*Task description:*
Find the line that contains "of the grassy". Then set down that line and all the lines after it, to the end of the records, exactly and with nothing added.

*Material for this task:*
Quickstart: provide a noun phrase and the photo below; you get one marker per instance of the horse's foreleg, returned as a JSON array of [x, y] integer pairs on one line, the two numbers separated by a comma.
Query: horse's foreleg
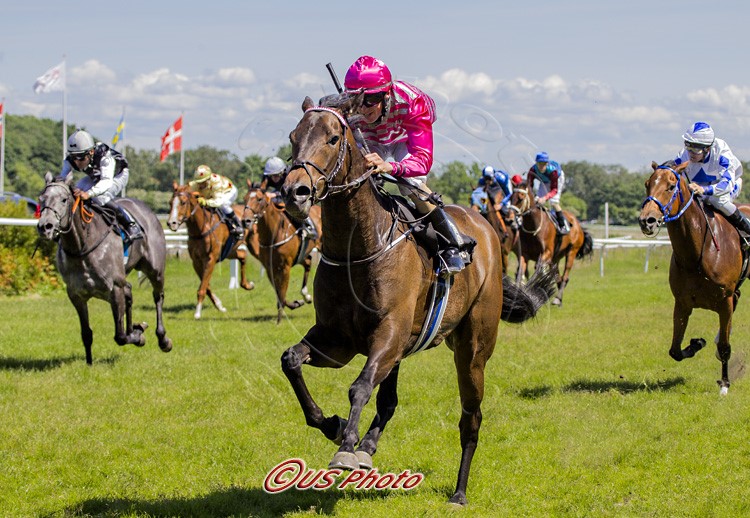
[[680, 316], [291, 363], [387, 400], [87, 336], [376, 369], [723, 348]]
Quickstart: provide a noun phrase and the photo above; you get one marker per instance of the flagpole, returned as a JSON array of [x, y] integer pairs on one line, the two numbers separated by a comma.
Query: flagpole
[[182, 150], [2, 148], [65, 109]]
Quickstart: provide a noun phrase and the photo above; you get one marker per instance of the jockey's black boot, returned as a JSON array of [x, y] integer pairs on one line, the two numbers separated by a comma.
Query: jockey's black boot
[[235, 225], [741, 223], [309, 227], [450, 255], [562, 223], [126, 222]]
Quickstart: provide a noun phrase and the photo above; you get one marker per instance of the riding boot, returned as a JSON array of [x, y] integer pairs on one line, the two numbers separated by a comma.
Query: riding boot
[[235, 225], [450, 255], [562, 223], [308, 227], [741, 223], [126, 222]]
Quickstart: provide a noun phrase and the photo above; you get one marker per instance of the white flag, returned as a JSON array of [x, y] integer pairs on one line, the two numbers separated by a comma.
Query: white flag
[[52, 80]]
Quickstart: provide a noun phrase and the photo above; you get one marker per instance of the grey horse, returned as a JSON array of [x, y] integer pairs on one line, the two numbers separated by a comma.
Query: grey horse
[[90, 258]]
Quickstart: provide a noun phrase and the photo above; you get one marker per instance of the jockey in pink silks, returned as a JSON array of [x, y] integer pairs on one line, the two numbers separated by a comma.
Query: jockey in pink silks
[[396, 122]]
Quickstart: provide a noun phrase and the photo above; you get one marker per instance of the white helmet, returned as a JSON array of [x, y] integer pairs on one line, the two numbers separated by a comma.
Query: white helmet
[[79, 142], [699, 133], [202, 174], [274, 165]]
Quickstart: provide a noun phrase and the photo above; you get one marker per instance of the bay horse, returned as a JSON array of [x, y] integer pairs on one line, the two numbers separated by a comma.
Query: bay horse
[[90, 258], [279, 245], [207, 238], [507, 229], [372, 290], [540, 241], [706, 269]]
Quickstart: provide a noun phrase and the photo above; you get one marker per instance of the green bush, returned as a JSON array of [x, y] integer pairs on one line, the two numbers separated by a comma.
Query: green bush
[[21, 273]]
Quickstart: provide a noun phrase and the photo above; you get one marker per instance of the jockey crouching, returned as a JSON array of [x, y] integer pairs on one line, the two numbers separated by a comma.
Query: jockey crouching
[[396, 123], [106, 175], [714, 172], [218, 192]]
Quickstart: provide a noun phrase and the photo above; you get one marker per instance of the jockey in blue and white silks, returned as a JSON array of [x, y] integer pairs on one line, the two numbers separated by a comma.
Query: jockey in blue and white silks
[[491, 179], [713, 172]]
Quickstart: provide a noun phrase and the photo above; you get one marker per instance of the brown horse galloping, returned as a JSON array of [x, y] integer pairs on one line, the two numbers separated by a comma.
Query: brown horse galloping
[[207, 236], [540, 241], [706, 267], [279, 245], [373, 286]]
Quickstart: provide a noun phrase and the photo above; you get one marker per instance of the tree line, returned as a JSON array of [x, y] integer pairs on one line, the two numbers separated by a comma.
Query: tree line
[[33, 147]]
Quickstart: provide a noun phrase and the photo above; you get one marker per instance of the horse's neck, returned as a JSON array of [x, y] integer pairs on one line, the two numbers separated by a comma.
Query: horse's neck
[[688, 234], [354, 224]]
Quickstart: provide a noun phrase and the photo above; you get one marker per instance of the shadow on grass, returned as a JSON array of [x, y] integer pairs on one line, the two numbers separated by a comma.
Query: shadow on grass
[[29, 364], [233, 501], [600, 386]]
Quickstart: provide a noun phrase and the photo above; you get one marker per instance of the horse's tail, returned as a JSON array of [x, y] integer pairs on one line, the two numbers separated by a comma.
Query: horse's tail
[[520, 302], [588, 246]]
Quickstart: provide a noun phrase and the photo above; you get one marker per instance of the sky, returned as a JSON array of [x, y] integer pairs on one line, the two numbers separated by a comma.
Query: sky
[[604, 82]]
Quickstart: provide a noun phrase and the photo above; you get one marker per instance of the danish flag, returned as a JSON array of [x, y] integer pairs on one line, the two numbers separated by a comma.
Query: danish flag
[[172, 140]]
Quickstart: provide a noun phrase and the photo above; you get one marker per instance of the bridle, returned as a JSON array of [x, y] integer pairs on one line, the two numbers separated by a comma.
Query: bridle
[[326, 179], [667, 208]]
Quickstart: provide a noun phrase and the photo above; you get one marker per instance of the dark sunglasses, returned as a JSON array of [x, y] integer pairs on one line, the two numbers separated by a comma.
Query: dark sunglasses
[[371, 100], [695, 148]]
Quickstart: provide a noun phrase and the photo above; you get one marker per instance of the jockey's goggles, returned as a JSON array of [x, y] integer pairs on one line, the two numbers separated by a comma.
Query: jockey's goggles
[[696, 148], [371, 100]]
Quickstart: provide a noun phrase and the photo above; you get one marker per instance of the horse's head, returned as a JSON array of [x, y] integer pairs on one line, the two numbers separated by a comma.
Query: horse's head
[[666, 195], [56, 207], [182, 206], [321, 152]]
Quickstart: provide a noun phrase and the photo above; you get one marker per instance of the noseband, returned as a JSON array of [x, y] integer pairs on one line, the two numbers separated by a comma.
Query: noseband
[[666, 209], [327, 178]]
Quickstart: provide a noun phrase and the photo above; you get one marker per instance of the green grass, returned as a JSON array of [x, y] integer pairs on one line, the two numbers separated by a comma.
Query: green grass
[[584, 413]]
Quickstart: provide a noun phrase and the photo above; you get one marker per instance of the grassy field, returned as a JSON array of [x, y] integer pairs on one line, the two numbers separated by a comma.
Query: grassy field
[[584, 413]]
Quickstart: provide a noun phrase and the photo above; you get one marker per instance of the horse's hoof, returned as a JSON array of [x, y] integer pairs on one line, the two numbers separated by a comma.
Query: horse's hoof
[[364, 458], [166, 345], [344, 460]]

*Exercise output:*
Quickstart: provide a noun phrase and the photo above; you get one marker per instance of the grassy field, returned as a JSON array of [x, y] integer pairs on one line, the two numbers separated by a comma.
Query: grassy field
[[584, 413]]
Quickstart: provide a noun phrase and the photo above; you get one marker per instance of the horse's hoof, returned as a JSON array of [x, y] integer pairs on one line, the two numbers separated by a comma.
Query: horse's hoof
[[364, 458], [166, 345], [344, 460]]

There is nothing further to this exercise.